━━ Texte source ━━

Nouvelles dispositions de l'article 710-1 du Code civil issu de la loi 2011-331 du 28/03/2011.
Conséquences et modalités d'application au sein des conservations des hypothèques.

L'article 9 de la loi n° 2011-331 de modernisation des professions judiciaires et juridiques réglementées du 28 mars 2011 a introduit un nouveau titre V dans le livre II du code civil, intitulé " de la publicité foncière ".
Celui-ci contient un chapitre et un article unique : l'article 710-1 relatif à la forme authentique des actes publiables au fichier immobilier, ainsi rédigé :

" Tout acte ou droit doit, pour donner lieu aux formalités de publicité foncière, résulter d'un acte reçu en la forme authentique par un notaire exerçant en France, d'une décision juridictionnelle ou d'un acte authentique émanant d'une autorité administrative.

Le dépôt au rang des minutes d'un notaire d'un acte sous seing privé, contresigné ou non, même avec reconnaissance d'écriture, ne peut donner lieu aux formalités de publicité foncière. Toutefois, même lorsqu'ils ne sont pas dressés en la forme authentique, les procès-verbaux des délibérations des assemblées générales préalables ou consécutives à l'apport de biens ou droits immobiliers à une société ou par une société ainsi que les procès-verbaux d'abornement peuvent être publiés au bureau des hypothèques à la condition d'être annexés à un acte qui en constate le dépôt au rang des minutes d'un notaire.

Le premier alinéa n'est pas applicable aux formalités de publicité foncière des assignations en justice, des commandements valant saisie, des différents actes de procédure qui s'y rattachent et des jugements d'adjudication, des documents portant limitation administrative au droit de propriété ou portant servitude administrative, des procès-verbaux établis par le service du cadastre, des documents d'arpentage établis par un géomètre et des modifications provenant de décisions administratives ou d'évènements naturel. "

L'objectif initial poursuivi par le gouvernement était d'inscrire à droit constant dans la loi la compétence propre des notaires en matière de publicité foncière, telle qu'elle résulte du décret n° 55-22 du 4 janvier 1955 et du décret n° 55-1350 du 14 octobre 1955.

━━━
━━ Données extraites ━━

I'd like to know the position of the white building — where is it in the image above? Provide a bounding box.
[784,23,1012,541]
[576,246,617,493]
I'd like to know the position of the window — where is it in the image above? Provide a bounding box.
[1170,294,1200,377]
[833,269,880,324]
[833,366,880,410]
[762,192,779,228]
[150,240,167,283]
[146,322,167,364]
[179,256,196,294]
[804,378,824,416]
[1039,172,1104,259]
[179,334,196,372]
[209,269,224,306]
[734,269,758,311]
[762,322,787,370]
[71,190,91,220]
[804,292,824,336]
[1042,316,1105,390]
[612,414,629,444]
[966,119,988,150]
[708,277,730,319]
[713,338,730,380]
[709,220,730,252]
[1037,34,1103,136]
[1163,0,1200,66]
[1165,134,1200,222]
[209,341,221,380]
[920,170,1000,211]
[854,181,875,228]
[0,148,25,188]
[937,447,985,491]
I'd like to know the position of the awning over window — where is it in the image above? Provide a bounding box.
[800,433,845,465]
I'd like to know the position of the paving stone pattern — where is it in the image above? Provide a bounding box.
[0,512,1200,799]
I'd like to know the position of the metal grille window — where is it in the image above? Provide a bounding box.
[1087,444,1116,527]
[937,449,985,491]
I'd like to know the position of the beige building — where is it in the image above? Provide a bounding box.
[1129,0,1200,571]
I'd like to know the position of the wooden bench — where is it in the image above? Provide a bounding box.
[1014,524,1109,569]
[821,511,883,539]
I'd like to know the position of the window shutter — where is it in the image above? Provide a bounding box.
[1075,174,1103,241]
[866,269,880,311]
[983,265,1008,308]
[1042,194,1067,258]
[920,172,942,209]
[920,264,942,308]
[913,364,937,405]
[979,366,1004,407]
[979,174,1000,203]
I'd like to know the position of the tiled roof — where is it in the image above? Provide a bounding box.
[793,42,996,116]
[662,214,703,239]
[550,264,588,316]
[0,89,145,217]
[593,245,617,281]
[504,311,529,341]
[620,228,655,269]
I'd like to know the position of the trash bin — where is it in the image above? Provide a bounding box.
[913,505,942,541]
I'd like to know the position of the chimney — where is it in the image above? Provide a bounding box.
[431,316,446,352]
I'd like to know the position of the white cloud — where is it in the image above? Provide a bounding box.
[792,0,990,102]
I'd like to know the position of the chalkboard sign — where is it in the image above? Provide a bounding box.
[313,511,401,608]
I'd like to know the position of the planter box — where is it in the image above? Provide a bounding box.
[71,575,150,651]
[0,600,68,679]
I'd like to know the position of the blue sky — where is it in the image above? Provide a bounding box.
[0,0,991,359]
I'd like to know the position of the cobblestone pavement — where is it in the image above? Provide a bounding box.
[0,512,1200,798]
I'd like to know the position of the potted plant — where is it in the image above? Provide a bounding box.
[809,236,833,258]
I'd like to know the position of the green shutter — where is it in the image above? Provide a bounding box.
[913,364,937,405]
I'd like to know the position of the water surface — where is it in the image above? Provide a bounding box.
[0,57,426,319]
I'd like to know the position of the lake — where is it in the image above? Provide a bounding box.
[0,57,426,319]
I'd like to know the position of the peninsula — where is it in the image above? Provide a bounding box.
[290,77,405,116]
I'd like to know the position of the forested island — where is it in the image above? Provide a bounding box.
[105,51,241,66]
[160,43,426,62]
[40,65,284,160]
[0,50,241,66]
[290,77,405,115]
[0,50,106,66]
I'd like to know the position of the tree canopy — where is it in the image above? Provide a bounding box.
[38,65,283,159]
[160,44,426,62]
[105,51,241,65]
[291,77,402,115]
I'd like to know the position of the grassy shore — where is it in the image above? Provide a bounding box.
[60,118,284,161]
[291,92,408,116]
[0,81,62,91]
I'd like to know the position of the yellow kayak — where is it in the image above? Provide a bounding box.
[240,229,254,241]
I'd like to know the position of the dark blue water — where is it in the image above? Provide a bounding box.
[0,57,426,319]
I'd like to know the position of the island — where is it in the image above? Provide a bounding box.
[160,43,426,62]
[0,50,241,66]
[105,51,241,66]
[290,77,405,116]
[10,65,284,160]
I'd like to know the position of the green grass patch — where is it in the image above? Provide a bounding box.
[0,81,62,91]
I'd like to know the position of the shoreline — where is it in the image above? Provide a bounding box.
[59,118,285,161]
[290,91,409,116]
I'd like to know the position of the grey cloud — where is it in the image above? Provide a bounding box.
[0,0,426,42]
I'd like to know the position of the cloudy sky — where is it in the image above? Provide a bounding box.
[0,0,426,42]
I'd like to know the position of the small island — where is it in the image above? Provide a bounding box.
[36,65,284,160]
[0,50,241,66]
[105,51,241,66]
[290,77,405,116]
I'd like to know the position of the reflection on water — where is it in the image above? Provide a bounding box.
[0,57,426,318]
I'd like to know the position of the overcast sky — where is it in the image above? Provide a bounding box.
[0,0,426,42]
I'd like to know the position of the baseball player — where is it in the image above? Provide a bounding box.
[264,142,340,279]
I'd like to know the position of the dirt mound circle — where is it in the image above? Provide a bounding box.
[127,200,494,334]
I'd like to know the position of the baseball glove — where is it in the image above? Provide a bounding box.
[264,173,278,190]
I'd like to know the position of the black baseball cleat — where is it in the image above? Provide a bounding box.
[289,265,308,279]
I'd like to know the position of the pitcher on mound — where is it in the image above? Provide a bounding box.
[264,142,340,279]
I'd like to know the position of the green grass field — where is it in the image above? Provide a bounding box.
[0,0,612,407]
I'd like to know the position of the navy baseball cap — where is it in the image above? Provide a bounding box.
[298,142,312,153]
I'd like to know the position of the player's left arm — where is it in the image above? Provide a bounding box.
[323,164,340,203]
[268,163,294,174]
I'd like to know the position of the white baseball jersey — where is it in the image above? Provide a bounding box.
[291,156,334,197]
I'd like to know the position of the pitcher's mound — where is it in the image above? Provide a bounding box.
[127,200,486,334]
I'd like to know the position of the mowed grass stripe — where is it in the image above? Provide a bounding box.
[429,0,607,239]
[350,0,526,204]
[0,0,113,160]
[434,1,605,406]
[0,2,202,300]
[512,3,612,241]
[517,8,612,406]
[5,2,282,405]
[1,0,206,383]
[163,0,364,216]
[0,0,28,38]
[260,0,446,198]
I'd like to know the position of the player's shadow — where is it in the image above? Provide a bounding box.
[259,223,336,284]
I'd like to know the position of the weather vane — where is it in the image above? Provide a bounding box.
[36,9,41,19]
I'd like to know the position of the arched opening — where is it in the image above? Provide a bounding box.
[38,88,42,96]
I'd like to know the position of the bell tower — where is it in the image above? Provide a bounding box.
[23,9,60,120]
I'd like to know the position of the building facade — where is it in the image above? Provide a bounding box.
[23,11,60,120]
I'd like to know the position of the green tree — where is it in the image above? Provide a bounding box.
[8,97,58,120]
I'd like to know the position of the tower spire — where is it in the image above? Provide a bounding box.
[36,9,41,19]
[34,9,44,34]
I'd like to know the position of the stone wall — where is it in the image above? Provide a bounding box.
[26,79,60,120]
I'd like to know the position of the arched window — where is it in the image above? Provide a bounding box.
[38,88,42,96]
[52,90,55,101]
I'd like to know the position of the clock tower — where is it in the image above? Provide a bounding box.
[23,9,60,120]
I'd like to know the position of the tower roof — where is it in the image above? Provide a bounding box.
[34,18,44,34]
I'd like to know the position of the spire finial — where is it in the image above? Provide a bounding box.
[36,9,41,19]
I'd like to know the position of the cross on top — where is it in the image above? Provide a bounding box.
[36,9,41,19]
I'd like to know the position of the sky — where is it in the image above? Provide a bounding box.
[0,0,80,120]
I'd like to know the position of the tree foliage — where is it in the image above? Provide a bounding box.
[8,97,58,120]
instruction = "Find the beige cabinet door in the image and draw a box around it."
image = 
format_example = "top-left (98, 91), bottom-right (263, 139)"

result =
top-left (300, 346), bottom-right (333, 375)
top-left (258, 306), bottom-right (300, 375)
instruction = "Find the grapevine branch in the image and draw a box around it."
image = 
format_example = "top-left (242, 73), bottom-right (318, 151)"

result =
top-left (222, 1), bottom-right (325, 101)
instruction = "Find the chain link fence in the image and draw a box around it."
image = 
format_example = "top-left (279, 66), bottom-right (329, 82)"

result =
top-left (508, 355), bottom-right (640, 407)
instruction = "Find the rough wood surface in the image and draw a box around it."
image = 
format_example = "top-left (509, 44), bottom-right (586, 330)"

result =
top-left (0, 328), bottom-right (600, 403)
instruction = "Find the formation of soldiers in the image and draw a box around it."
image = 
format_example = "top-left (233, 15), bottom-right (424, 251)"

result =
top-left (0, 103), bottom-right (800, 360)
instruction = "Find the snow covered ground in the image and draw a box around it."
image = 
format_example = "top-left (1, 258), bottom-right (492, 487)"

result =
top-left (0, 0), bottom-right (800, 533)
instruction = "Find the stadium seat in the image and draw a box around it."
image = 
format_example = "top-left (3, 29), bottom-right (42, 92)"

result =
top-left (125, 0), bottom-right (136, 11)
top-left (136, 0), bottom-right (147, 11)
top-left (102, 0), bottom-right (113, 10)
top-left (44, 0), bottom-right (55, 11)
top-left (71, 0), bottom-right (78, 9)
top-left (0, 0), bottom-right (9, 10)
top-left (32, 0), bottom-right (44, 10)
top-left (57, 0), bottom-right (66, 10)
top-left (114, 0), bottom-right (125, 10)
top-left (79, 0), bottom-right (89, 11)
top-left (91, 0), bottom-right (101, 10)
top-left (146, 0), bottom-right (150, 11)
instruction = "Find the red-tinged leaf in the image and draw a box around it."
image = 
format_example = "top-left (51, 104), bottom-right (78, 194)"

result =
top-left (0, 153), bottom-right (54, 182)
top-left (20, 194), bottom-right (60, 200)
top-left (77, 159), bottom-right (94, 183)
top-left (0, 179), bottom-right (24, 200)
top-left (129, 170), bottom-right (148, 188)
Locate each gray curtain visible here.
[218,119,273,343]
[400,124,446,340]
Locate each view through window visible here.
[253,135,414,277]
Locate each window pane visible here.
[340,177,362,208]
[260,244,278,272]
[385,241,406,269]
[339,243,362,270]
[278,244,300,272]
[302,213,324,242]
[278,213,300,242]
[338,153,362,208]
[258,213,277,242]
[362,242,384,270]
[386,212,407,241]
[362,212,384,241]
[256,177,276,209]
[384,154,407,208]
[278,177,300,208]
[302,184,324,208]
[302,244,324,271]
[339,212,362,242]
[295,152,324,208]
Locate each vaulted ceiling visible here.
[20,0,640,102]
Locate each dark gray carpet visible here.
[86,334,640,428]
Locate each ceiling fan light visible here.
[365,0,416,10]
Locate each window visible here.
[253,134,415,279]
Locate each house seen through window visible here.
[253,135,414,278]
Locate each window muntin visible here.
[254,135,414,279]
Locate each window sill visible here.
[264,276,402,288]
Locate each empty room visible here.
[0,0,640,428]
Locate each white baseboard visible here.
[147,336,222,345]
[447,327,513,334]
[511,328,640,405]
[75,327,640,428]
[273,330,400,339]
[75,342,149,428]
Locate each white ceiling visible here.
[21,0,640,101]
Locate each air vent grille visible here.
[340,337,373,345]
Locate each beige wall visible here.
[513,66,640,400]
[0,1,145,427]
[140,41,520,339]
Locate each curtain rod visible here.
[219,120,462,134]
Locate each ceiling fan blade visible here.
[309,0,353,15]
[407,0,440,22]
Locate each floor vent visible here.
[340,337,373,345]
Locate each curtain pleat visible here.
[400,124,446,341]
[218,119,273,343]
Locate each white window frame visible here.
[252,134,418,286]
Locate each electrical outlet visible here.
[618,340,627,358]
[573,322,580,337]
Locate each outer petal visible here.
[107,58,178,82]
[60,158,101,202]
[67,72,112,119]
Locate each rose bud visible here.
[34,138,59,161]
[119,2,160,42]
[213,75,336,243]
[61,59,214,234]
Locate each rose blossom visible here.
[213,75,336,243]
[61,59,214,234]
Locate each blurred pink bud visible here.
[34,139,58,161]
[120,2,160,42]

━━━

• Exercices:
1) D'après le texte sur la publicité foncière, de quoi tout acte ou droit doit-il résulter pour donner lieu aux formalités de publicité foncière ? Dressez la liste complète.
2) Poursuivez le texte sur la publicité foncière à partir de sa dernière phrase.

• Corrigés:
1)
- un acte reçu en la forme authentique par un notaire exerçant en France
- une décision juridictionnelle
- un acte authentique émanant d'une autorité administrative

2)
Mais, la rédaction définitive retenue à l'issue des débats parlementaires a modifié les règles existantes régissant la publicité foncière en restreignant la liste des actes authentiques et des décisions de justice pouvant donner lieu aux formalités de publicité foncière.

Par application des principes généraux du droit, les dispositions législatives et réglementaires anciennes régissant la matière et notamment certaines de celles contenues dans les décrets des 04/01/1955 et 14/10/1955 précités, se trouvent implicitement abrogées, par la loi nouvelle, dans la limite de leur incompatibilité avec le texte nouveau.

Comme cette loi, qui concerne pourtant les actes et décisions déposés à compter du 30 mars 2011, ne s'est pas accompagnée d'un décret d'application précisant les conditions de sa mise en œuvre, les conservateurs sont invités à appliquer les principes suivants.

I - Présentation des dispositions de l'article 710-1 du code civil : forme des actes pouvant être publiés

1) Les principes généraux :

L'article 710-1 du code précité pose pour principe général dans son alinéa premier, que seuls les actes authentiques reçus par un notaire exerçant en France, les décisions juridictionnelles et les actes authentiques émanant des autorités administratives peuvent être publiés au fichier immobilier.

Il exclut ensuite expressément de la formalité de publicité foncière les actes sous seing privé déposés au rang des minutes d'un notaire et précise qu'il en est ainsi même en cas de reconnaissance d'écriture et de signature (cf. article 710-1, 2ème alinéa).

La possibilité offerte par l'article 68 du décret du 14/10/1955, qui présumait remplie la condition d'authenticité exigée de l'article 4 du décret du 04/01/1955 pour les actes de l'espèce se trouve donc explicitement rapportée.

Ce nouveau dispositif qui s'applique pour tous les actes déposés à compter du 30 mars 2011, comporte toutefois des exceptions à ces principes

2) Les exceptions prévues

21- Actes sous seing privé déposés au rang des minutes d'un notaire, pour lesquels la publicité est admise (article 710-1, 2ème alinéa)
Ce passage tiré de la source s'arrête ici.